What needs to be done:
Convert every line of the records below into a JSON list of strings, with one string per line and blank lines omitted.

Data extracted from a collection
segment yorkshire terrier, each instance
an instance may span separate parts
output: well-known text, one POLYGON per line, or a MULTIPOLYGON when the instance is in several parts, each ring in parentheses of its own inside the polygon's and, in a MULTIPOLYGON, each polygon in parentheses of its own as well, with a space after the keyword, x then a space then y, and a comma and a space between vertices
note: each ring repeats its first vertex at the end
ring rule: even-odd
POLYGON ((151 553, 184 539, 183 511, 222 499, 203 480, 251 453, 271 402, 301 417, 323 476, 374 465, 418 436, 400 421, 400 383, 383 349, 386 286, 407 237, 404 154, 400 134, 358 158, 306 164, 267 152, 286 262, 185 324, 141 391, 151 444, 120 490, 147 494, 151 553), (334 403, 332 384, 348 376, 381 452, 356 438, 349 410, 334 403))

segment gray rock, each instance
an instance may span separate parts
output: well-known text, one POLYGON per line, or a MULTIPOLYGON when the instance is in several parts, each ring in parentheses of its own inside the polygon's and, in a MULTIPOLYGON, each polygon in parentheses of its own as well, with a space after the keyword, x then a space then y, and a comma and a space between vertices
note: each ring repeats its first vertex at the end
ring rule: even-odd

Result:
[
  "segment yorkshire terrier, each instance",
  "an instance may span separate parts",
  "output: well-known text, one POLYGON per line, or a MULTIPOLYGON when the instance is in several parts, each ring in parentheses of its own inside the polygon's and, in a MULTIPOLYGON, each polygon in parentheses of its own as well, with a space after the keyword, x then a space then y, and a comma and a space between vertices",
  "note: each ring repeats its first vertex at the end",
  "ring rule: even-odd",
  "POLYGON ((151 553, 184 539, 183 511, 222 499, 203 480, 251 453, 271 402, 301 417, 323 476, 374 465, 418 436, 400 421, 400 383, 383 349, 386 286, 407 237, 404 154, 400 134, 358 158, 306 164, 267 152, 286 262, 185 324, 141 391, 151 444, 120 490, 147 494, 151 553), (334 403, 332 384, 348 376, 381 452, 356 438, 349 410, 334 403))",
  "segment gray rock, each instance",
  "an instance may span separate parts",
  "output: well-known text, one POLYGON per line, or a MULTIPOLYGON when the instance is in several parts, each ring in parentheses of its own inside the polygon's and, in a MULTIPOLYGON, each polygon in parentheses of its own as well, with a space after the keyword, x then a space then y, and a comma and a space between vertices",
  "note: each ring repeats its first vertex at the end",
  "ring rule: even-odd"
]